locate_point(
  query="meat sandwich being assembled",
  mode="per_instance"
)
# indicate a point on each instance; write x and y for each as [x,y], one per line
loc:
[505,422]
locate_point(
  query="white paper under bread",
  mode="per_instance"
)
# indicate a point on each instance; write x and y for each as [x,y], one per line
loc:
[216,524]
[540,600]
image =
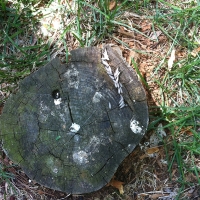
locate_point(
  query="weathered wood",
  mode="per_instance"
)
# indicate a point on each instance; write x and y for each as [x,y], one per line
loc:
[64,126]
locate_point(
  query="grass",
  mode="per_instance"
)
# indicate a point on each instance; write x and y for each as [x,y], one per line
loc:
[28,42]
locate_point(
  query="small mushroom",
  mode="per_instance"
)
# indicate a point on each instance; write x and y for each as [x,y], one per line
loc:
[70,126]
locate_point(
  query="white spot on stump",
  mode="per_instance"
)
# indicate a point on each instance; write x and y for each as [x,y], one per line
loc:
[57,101]
[74,128]
[97,97]
[134,125]
[80,157]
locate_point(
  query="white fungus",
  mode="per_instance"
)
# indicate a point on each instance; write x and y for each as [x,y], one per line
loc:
[57,101]
[134,125]
[74,128]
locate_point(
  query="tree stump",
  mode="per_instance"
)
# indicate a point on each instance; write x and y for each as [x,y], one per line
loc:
[69,126]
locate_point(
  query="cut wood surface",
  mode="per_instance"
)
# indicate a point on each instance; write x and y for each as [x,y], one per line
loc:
[64,126]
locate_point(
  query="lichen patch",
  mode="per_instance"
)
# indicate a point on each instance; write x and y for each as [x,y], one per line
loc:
[135,127]
[57,101]
[80,157]
[72,77]
[97,97]
[74,128]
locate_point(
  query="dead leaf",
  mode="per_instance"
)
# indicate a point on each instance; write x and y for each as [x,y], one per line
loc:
[118,185]
[133,55]
[152,150]
[112,5]
[156,196]
[195,52]
[171,60]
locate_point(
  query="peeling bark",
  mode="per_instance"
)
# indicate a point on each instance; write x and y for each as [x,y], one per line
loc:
[64,126]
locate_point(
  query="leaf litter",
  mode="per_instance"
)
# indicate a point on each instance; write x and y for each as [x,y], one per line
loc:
[140,176]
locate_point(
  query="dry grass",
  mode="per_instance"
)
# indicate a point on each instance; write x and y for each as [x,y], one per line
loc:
[168,168]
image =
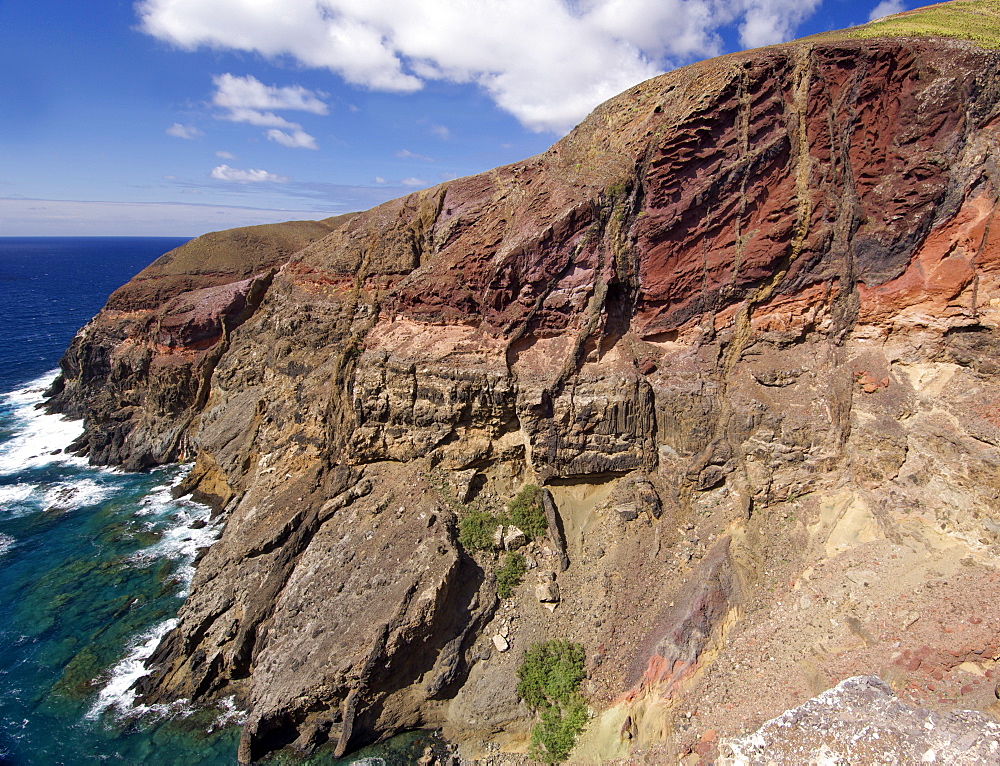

§ What to do
Find every line in the material that contains the word "white", and copy each one out.

§ Task result
  query="white paper under bread",
  query="white spot on stump",
  query="white fungus",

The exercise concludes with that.